TASK OBJECTIVE
Rewrite as a numbered list the lines from the one containing "pin: mountain range" through the final line, omitting blank lines.
** START PROVIDED INFORMATION **
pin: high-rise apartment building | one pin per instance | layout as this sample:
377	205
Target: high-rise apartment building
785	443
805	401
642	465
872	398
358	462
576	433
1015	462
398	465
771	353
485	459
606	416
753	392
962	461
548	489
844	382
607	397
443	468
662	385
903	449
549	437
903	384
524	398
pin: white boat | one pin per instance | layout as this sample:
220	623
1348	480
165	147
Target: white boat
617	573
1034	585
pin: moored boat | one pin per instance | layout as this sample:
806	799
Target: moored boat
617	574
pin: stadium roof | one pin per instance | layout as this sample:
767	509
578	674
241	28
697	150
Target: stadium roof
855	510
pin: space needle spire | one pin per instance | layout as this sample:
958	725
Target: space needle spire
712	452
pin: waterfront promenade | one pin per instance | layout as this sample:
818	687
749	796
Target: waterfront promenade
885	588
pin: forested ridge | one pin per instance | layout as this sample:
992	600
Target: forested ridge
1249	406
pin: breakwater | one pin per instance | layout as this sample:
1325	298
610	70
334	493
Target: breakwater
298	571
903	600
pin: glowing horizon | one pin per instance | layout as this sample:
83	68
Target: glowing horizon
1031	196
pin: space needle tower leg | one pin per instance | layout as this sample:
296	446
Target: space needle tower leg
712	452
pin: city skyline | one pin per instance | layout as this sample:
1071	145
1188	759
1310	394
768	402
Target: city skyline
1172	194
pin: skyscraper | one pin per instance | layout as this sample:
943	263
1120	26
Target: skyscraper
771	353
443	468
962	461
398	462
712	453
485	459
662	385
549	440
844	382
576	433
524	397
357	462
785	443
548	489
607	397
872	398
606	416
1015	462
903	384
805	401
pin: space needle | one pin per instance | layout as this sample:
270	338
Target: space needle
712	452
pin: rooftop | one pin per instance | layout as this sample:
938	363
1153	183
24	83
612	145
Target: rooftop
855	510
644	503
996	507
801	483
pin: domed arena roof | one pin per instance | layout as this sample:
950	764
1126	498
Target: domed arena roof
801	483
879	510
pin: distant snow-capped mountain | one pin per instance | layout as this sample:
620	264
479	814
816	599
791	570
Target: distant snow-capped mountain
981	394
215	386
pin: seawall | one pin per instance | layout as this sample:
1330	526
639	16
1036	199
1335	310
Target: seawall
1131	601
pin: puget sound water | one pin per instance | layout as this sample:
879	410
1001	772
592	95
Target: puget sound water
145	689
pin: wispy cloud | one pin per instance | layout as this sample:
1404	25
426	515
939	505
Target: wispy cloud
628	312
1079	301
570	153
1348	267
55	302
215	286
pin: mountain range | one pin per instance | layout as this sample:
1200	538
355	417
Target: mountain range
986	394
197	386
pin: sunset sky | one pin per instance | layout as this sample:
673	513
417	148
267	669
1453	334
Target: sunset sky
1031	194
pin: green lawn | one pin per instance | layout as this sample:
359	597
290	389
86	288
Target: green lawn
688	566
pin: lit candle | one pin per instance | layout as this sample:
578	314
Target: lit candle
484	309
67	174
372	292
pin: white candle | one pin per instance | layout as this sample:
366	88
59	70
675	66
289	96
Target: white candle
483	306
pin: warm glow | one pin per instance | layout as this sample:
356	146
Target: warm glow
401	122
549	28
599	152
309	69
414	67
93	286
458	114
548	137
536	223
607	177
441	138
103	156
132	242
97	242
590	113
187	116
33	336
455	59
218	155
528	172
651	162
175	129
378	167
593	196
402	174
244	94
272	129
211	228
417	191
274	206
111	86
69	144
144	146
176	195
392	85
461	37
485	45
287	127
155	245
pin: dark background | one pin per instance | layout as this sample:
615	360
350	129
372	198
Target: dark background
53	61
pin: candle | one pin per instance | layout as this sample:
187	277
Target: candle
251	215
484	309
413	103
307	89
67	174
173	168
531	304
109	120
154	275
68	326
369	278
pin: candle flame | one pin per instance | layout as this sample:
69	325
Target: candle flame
** END PROVIDED INFORMATION **
SOLUTION TO THE PROBLEM
1. pin: mountain range | one pin per instance | layout as this sample:
2. 1200	538
3. 355	417
4. Target: mountain range
5. 986	394
6. 197	386
7. pin: sunset sky | one pin per instance | layout as this sample:
8. 673	513
9. 417	148
10. 267	669
11. 1453	334
12. Target: sunset sky
13. 1031	194
14. pin: green lawn | one pin per instance | layout as this sample:
15. 359	597
16. 290	389
17. 86	288
18. Target: green lawn
19. 688	566
20. pin: lit candle | one pin per instance | layout as this sample:
21. 578	314
22. Target: lit candle
23. 484	309
24. 67	174
25. 372	292
26. pin: white candle | one pin per instance | layout as this sample:
27. 366	88
28. 59	70
29. 675	66
30. 289	96
31. Target: white candle
32. 483	306
33. pin: warm glow | one pin per instance | layout as this sample:
34. 356	146
35. Target: warm glow
36. 401	122
37. 549	28
38. 599	152
39. 309	69
40. 414	67
41. 93	286
42. 458	114
43. 548	137
44. 536	223
45. 607	177
46. 441	138
47. 103	156
48. 132	242
49. 97	242
50. 590	113
51. 187	116
52. 33	336
53. 455	59
54. 218	155
55. 528	172
56. 651	162
57. 175	129
58. 378	167
59. 593	196
60. 402	174
61. 244	94
62. 272	129
63. 211	228
64. 417	191
65. 274	206
66. 111	86
67. 69	144
68. 144	146
69. 176	195
70. 392	85
71. 461	37
72. 485	45
73. 287	127
74. 155	245
75. pin: dark background | one pin per instance | layout as this sample:
76. 615	360
77. 350	129
78. 372	198
79. Target: dark background
80. 53	61
81. pin: candle | one pin per instance | layout as this sample:
82. 187	277
83. Target: candle
84. 251	215
85. 484	309
86. 413	103
87. 307	89
88. 67	174
89. 173	168
90. 531	304
91. 109	120
92. 154	275
93. 68	326
94. 369	278
95. pin: candle flame | one pin per instance | layout as this sample:
96. 69	325
97. Target: candle flame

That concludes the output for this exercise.